Collect every line below that contains the string "pink", matching its case exactly, and copy each of those lines out in full.
===== STORED DATA
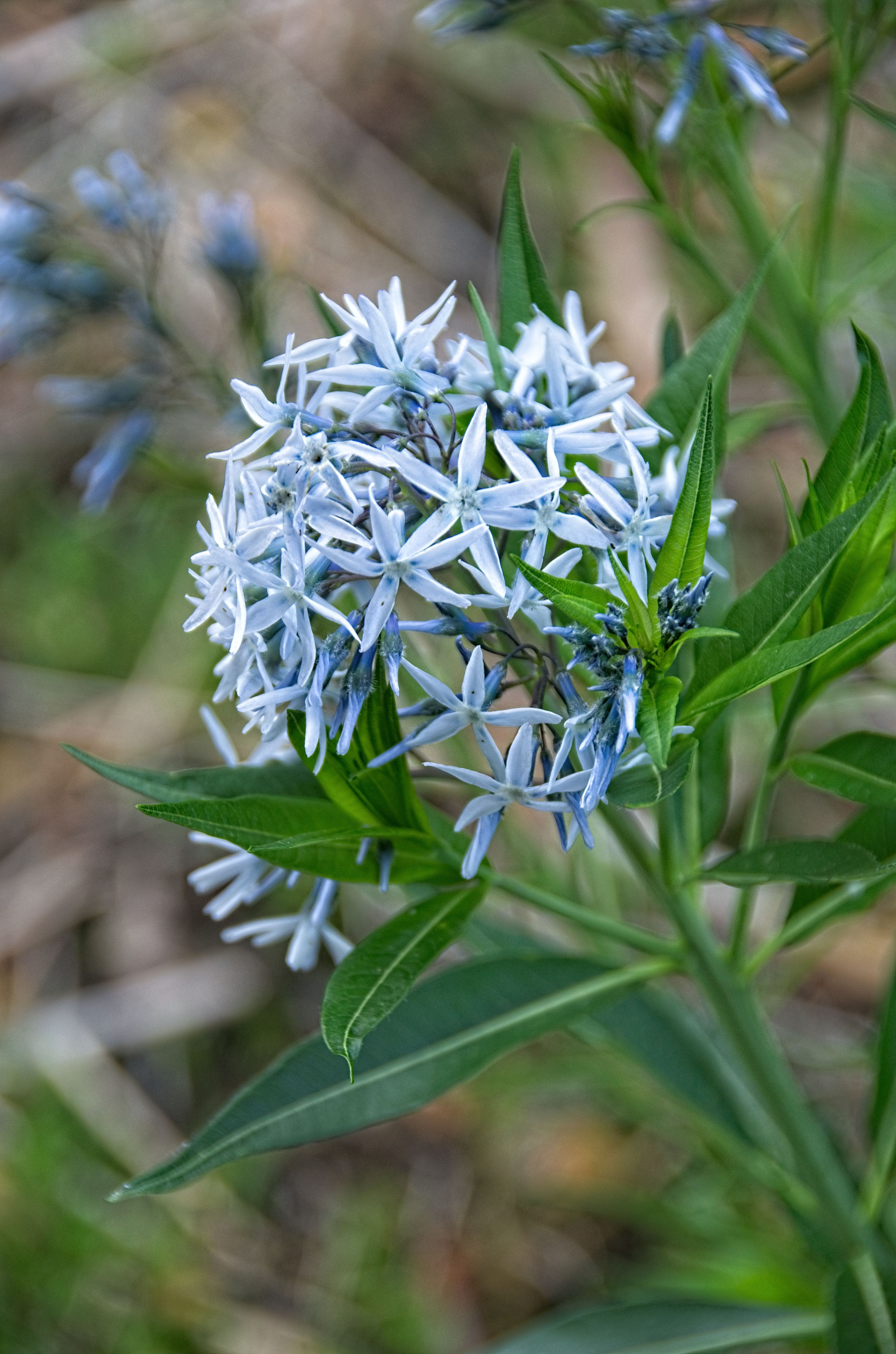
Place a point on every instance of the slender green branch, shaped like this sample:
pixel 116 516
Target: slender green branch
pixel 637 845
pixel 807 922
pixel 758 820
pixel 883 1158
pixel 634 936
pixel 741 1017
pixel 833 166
==========
===== STORED DATA
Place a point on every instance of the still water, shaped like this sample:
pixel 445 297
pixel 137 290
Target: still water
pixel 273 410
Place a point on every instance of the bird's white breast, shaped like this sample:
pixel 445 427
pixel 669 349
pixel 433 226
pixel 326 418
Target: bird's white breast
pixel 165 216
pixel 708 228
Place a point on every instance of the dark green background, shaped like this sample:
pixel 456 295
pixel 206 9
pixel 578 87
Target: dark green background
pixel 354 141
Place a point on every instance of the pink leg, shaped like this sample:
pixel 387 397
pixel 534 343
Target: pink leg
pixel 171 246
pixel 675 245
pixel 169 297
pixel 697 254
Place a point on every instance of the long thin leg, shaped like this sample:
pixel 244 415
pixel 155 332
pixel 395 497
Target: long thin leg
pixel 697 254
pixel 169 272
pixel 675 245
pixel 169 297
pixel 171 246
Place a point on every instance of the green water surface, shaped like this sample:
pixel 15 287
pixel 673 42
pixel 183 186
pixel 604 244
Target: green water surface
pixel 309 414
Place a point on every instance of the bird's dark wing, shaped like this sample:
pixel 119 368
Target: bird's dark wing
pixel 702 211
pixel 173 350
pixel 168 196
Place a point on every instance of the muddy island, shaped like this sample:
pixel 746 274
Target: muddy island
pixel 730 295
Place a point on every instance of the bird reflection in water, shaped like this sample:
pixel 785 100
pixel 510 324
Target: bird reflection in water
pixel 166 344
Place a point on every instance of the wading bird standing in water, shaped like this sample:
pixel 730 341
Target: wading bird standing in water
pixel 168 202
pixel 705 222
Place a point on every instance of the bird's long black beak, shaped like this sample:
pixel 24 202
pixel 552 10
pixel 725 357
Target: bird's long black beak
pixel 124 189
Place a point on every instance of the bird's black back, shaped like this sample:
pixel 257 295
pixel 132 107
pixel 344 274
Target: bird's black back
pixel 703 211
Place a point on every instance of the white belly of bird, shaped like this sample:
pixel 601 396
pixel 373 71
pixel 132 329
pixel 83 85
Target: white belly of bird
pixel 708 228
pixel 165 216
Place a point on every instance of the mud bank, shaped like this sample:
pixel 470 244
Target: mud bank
==========
===== STORED DATA
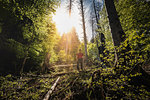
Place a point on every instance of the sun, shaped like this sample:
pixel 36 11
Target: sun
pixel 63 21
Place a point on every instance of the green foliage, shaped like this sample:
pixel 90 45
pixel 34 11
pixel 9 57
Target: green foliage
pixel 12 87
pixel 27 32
==========
### RESULT OF THIS TASK
Place a point on every instance of the pink leg, shaped like this sample:
Target: pink leg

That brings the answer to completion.